**SELECTED TEXT:**

━━━━━━━━

More than twenty years ago, the first epic fantasy novel featuring FitzChivalry Farseer and his mysterious, often maddening friend the Fool struck like a bolt of brilliant lightning. Now New York Times bestselling author Robin Hobb brings to a momentous close the third trilogy featuring these beloved characters in a novel of unsurpassed artistry that is sure to endure as one of the great masterworks of the genre.

Fitz’s young daughter, Bee, has been kidnapped by the Servants, a secret society whose members not only dream of possible futures but use their prophecies to add to their wealth and influence. Bee plays a crucial part in these dreams—but just what part remains uncertain.

As Bee is dragged by her sadistic captors across half the world, Fitz and the Fool, believing her dead, embark on a mission of revenge that will take them to the distant island where the Servants reside—a place the Fool once called home and later called prison. It was a hell the Fool escaped, maimed and blinded, swearing never to return.

For all his injuries, however, the Fool is not as helpless as he seems. He is a dreamer too, able to shape the future. And though Fitz is no longer the peerless assassin of his youth, he remains a man to be reckoned with—deadly with blades and poison, and adept in Farseer magic. And their goal is simple: to make sure not a single Servant survives their scourge.


REVIEW

First, I’ve been reading this series since not long after it first came out. Fantasy has always been my first and most enduring love. You do have to read the series to understand this book.

The blurb calls this a stunning conclusion to the series.

It’s right.

Robin Hobb is one of the very few (Less than five now) established authors I still auto-buy. Price of books and my anemic book buying cash and all. But I always buy the books about Fitz.

I bought this one release week and I’ll be completely honest, I had trouble getting into it. Passive voice. It’s my Achilles heel in reading and it will always throw me out of the story. So when I first picked up this story, hoping to escape, it irritated me enough to put it down when I caught several instances of passive voice in the first few pages.

I’m glad I finally got around to picking it back up again.

━━━━━━━━

**ENTRIES SHOWN:**
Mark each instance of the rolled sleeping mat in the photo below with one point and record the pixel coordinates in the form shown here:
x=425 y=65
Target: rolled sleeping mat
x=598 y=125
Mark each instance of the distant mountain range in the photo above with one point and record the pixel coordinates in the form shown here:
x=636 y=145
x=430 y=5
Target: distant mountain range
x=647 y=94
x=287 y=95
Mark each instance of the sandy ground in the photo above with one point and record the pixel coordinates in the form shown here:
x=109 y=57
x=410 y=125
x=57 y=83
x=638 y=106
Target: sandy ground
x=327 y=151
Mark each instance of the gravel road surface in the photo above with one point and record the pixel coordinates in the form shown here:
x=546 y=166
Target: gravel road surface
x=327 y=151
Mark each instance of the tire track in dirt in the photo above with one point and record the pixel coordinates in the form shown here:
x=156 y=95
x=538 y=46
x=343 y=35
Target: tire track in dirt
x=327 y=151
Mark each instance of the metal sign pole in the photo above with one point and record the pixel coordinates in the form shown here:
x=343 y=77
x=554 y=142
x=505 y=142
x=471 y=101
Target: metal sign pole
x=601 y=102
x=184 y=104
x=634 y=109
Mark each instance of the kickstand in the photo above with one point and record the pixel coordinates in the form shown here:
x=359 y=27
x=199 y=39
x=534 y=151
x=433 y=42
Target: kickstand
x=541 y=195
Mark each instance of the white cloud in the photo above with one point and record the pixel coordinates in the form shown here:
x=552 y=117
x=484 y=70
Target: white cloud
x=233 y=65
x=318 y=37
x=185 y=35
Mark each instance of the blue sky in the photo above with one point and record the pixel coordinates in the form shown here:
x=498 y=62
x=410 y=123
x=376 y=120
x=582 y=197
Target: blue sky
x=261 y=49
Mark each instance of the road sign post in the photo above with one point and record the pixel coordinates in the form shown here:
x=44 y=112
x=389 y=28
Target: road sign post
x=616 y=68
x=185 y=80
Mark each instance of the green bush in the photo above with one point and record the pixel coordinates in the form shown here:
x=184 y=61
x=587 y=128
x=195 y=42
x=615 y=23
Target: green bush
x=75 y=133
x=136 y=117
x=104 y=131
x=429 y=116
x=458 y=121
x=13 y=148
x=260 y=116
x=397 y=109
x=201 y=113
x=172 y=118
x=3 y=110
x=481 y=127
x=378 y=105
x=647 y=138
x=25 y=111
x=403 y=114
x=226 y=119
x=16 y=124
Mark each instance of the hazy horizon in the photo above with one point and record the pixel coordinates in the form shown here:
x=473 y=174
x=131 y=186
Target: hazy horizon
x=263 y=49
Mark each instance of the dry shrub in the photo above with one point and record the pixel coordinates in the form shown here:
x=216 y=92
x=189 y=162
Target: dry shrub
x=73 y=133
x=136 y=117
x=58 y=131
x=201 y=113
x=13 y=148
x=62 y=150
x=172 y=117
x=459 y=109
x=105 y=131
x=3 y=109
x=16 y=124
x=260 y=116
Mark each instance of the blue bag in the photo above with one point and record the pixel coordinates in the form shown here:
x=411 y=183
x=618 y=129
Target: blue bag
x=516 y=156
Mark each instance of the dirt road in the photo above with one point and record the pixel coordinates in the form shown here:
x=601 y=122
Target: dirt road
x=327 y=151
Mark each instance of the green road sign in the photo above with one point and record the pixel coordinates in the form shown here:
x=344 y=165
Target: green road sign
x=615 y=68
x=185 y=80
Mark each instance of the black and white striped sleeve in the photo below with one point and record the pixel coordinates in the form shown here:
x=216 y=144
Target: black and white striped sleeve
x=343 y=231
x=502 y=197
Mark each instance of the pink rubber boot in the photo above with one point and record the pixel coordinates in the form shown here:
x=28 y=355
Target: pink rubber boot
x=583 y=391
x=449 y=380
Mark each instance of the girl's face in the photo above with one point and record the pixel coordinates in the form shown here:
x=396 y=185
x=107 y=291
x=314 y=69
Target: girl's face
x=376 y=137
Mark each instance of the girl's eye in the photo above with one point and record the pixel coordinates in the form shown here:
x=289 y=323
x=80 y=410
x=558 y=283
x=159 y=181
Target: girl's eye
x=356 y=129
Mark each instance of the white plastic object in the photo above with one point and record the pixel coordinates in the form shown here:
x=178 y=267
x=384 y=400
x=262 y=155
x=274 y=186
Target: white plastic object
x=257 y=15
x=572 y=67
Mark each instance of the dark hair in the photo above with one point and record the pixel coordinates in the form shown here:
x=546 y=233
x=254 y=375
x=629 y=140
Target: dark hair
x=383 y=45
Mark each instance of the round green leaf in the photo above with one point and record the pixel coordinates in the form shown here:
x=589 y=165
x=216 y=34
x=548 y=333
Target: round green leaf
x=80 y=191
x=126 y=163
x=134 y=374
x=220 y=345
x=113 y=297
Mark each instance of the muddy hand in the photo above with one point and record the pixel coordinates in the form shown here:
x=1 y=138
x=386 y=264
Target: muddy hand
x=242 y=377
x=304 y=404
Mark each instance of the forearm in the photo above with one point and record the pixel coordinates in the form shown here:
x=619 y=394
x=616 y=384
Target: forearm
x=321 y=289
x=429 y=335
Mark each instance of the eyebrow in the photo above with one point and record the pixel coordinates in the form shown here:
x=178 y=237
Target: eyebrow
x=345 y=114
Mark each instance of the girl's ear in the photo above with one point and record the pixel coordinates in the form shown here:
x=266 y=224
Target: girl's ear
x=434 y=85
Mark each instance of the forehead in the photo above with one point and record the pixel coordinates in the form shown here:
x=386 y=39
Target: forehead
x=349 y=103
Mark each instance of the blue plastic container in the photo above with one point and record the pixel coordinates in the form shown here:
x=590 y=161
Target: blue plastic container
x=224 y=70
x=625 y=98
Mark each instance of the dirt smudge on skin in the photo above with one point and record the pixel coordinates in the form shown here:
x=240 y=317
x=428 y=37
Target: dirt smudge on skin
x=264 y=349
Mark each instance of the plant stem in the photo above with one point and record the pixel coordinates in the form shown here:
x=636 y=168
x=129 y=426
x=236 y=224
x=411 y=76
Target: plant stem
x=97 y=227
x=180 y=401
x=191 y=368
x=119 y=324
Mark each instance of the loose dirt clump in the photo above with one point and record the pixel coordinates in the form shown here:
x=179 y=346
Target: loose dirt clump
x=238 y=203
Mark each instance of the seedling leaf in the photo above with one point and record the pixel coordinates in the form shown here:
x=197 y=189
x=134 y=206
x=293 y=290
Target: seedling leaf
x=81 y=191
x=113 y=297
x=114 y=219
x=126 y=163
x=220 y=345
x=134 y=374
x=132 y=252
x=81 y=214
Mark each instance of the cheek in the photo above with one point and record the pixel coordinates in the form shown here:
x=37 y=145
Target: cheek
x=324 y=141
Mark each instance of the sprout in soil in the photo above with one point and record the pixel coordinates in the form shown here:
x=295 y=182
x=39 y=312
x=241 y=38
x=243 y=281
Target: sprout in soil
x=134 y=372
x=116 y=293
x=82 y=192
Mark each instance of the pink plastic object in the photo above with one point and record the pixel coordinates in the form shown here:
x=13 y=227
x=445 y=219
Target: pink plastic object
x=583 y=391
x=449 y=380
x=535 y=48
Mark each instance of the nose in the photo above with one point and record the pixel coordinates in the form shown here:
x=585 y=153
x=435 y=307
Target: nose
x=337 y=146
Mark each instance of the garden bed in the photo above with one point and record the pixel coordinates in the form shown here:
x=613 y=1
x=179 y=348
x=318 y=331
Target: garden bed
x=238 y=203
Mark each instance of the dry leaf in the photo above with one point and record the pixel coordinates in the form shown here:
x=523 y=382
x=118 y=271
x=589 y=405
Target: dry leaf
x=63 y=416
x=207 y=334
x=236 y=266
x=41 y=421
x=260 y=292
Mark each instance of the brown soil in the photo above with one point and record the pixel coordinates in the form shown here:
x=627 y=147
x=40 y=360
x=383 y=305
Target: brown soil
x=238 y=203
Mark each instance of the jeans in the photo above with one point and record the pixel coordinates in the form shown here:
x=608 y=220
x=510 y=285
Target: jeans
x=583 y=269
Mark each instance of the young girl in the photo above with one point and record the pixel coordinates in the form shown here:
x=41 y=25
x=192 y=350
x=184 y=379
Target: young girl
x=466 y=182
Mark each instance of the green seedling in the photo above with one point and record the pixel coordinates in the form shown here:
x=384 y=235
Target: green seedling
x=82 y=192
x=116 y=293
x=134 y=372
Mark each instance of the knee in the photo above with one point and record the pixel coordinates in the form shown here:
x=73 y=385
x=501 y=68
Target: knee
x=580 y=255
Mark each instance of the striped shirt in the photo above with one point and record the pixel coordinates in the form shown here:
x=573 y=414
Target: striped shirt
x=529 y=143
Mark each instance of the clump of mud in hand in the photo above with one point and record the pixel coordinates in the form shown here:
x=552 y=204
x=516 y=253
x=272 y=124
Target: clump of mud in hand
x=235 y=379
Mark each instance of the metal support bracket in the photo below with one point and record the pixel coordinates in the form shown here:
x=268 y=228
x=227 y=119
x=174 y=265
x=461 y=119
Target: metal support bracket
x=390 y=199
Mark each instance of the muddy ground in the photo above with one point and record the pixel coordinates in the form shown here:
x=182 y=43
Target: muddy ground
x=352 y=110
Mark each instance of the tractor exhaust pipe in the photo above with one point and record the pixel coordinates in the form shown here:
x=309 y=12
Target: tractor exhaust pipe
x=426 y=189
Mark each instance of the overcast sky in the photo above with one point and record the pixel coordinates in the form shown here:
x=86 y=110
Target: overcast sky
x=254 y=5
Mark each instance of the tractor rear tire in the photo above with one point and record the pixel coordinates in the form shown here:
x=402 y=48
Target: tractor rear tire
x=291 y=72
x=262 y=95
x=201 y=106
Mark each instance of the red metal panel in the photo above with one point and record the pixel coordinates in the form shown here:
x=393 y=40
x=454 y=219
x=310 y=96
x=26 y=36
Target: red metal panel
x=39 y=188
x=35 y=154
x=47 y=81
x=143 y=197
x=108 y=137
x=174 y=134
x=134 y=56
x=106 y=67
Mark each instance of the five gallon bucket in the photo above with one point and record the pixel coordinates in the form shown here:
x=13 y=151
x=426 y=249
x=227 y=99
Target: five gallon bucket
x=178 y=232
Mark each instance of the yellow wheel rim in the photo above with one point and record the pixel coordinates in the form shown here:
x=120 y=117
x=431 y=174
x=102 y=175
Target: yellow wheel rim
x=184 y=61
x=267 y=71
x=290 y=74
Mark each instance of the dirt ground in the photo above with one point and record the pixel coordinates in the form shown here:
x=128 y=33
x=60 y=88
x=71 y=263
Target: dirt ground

━━━━━━━━

**WHAT YOU WILL DO:**
a) From the book description and review, list every individual character from the novel who is named.
b) Return the passage of the book description and review starting at "For all his" and ending at "survives their scourge.", copied word for word.

**OUTPUTS FOR THE TASKS:**
a)
- FitzChivalry Farseer (Fitz)
- The Fool
- Bee

b)
For all his injuries, however, the Fool is not as helpless as he seems. He is a dreamer too, able to shape the future. And though Fitz is no longer the peerless assassin of his youth, he remains a man to be reckoned with—deadly with blades and poison, and adept in Farseer magic. And their goal is simple: to make sure not a single Servant survives their scourge.